Öffnet die CDU die Tür für eine Zusammenarbeit mit der AfD auf kommunaler Ebene? Äußerungen von Parteichef Merz im Sommerinterview des ZDF wurden von vielen so verstanden. Auch in den eigenen Reihen.
Nach deutlicher Kritik auch aus den eigenen Reihen an seinen AfD-Äußerungen hat der CDU-Vorsitzende Friedrich Merz eine Kooperation mit den Rechtspopulisten in den Kommunen klar abgelehnt. Er schrieb am Montag auf Twitter: „Um es noch einmal klarzustellen, und ich habe es nie anders gesagt: Die Beschlusslage der CDU gilt. Es wird auch auf kommunaler Ebene keine Zusammenarbeit der CDU mit der AfD geben.“ Äußerungen von Merz am Tag zuvor im ZDF-Sommerinterview waren anders interpretiert worden.

--

### Aufgabe A
Über welche Plattform äußerte sich Friedrich Merz laut dem Auszug am Montag?
### Aufgabe B
Prüfe anhand des Auszugs, ob die folgenden Aussagen zutreffen: (i) Merz hat eine Kooperation mit der AfD in den Kommunen abgelehnt. (ii) Die Kritik an Merz' Äußerungen kam ausschließlich von anderen Parteien. (iii) Merz äußerte sich zuvor im Sommerinterview der ARD.
### Aufgabe C
Führe den Text über Merz und die Frage einer Zusammenarbeit der CDU mit der AfD nach seinem letzten Satz fort.

--

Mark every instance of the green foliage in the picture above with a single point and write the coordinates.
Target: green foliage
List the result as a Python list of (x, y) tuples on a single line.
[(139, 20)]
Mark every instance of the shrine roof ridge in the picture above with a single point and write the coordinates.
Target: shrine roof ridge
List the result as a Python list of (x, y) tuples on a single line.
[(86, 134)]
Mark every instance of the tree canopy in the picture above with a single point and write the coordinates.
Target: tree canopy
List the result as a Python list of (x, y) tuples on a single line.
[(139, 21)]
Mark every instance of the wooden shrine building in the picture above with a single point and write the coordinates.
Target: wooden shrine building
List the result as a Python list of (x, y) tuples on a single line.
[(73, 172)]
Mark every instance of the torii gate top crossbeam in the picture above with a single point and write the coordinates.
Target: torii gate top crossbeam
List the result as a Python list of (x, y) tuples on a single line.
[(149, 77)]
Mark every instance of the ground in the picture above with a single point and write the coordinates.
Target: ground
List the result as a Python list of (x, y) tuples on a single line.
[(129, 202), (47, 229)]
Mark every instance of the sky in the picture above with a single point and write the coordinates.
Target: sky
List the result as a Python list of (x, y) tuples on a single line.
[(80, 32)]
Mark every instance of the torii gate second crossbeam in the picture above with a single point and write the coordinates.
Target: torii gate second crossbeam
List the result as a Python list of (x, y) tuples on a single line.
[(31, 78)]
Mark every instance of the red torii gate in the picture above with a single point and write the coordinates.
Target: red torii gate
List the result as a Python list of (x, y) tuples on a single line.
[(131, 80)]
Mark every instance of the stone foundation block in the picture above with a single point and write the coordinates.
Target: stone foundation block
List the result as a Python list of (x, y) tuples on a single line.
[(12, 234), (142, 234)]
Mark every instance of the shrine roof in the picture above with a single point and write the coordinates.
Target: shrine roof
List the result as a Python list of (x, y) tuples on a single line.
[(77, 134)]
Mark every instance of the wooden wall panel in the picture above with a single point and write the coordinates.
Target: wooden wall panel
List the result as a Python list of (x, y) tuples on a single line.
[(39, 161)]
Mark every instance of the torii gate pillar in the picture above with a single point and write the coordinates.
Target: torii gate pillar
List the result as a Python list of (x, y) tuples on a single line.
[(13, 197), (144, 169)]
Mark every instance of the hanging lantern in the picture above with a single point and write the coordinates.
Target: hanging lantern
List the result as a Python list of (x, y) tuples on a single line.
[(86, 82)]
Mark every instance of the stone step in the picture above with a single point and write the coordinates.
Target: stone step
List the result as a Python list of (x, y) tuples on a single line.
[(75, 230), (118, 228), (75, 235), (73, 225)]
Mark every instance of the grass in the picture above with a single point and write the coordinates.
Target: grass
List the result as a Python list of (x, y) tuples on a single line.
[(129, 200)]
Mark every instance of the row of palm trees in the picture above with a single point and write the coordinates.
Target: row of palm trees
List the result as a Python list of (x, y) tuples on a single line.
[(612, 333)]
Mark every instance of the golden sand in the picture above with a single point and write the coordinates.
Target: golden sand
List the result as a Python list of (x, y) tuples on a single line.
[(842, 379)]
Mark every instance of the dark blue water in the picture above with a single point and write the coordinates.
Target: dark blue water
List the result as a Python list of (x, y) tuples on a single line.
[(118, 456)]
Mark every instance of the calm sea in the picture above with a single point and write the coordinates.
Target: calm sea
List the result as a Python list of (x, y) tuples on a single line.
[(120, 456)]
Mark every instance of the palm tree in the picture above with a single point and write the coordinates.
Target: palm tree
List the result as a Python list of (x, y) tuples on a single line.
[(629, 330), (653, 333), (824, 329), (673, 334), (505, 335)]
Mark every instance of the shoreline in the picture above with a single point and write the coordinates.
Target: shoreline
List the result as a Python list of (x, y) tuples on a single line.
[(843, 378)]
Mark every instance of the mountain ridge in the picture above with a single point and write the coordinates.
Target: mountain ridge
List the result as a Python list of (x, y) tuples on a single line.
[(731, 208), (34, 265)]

--

### Antwort A
Über Twitter.

### Antwort B
(i) Ja: „hat der CDU-Vorsitzende Friedrich Merz eine Kooperation mit den Rechtspopulisten in den Kommunen klar abgelehnt“
(ii) Nein: „Nach deutlicher Kritik auch aus den eigenen Reihen“
(iii) Nein: „im Sommerinterview des ZDF“

### Antwort C
Der Oppositionsführer im Bundestag teilte am Montag der Deutschen Presse-Agentur in Berlin zudem mit, die Union sage den Wählerinnen und Wählern ganz klar, dass jede Stimme für die AfD eine verlorene Stimme sei, weil sie am Ende Rot-Rot-Grün oder Ampel-Regierungen möglich mache. „Richtig ist aber auch: In den Kommunen fällt die Umsetzung nicht überall so leicht wie in den Landtagen, im Bundestag oder im Europaparlament.“ Allein darauf habe er im Sommerinterview hingewiesen.
Dort sagte Merz am Sonntag, Kommunalpolitik sei etwas anderes als Landes- und Bundespolitik. Wenn jetzt in Thüringen ein Landrat und in Sachsen-Anhalt ein Bürgermeister von der AfD gewählt worden sei, dann seien das demokratische Wahlen. „Das haben wir doch zu akzeptieren. Und natürlich muss in den Kommunalparlamenten dann auch nach Wegen gesucht werden, wie man gemeinsam die Stadt, das Land, den Landkreis gestaltet.“
Für sein Sommerinterview zog sich Merz Kritik auch in den eigenen Reihen zu – etwa bei den Wahlkämpfern in Hessen und Bayern, wo im Oktober neue Landtage gewählt werden. „Für die CDU Hessen kann ich sehr klar sagen, dass die Brandmauer ganz klar steht. Das sind keine Partner von uns, mit denen arbeiten wir nicht zusammen“, sagte Hessens Ministerpräsident Boris Rhein (CDU) im ZDF-«Morgenmagazin».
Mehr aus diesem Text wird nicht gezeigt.